(Exercises to complete)
1. In the Leslie C. Smith biography, reproduce word for word the stretch from "On graduation from" through "National War College.".
2. Answer these questions using the Leslie C. Smith biography:
(a) Which university did Smith attend from 1981 to 1985?
(b) As what kind of officer was Smith first commissioned?
(c) Who became the 67th Inspector General of the United States Army, and on what date?
3. List every academic degree the Leslie C. Smith biography names, along with the institution that granted each one.

(Quoted text)

▼▼▼

Leslie C. Smith is a retired United States Army lieutenant general who last served as the 66th Inspector General of the United States Army.

Military career
From 1981 to 1985, Smith earned a Bachelor of Business Administration in Accounting from Georgia Southern University, then went on to study for a Master of Science in Accounting from Central Michigan University and then a Master of Arts in National Security and Strategic Studies from the National Defense University.

On graduation from Georgia Southern University, Smith was also commissioned as a Field Artillery Officer in the United States Army and then assigned as a Chemical Army Officer. Smith has Chemical Officer Basic and Advanced Courses and is a graduate of the Airborne School, United States Army Jumpmaster School, Command and General Staff College and National War College.

His retirement ceremony was held on August 27, 2021, though he remained The Inspector General until September 1. LTG Donna W. Martin became the 67th Inspector General of the United States Army on September 2, 2021.

▲▲▲

(Entries shown)
▼▼▼

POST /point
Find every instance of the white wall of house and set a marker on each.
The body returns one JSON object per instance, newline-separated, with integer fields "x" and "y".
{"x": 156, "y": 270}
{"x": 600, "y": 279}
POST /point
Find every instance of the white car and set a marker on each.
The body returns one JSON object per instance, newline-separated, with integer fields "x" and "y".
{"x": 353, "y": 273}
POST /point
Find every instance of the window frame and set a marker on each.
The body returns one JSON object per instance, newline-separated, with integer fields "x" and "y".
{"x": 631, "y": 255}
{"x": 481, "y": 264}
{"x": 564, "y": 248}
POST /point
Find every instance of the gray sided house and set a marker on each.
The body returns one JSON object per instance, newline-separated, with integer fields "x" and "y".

▲▲▲

(Responses per task)
1.
On graduation from Georgia Southern University, Smith was also commissioned as a Field Artillery Officer in the United States Army and then assigned as a Chemical Army Officer. Smith has Chemical Officer Basic and Advanced Courses and is a graduate of the Airborne School, United States Army Jumpmaster School, Command and General Staff College and National War College.

2.
(a) Georgia Southern University
(b) A Field Artillery Officer
(c) LTG Donna W. Martin, on September 2, 2021

3.
- Bachelor of Business Administration in Accounting, Georgia Southern University
- Master of Science in Accounting, Central Michigan University
- Master of Arts in National Security and Strategic Studies, National Defense University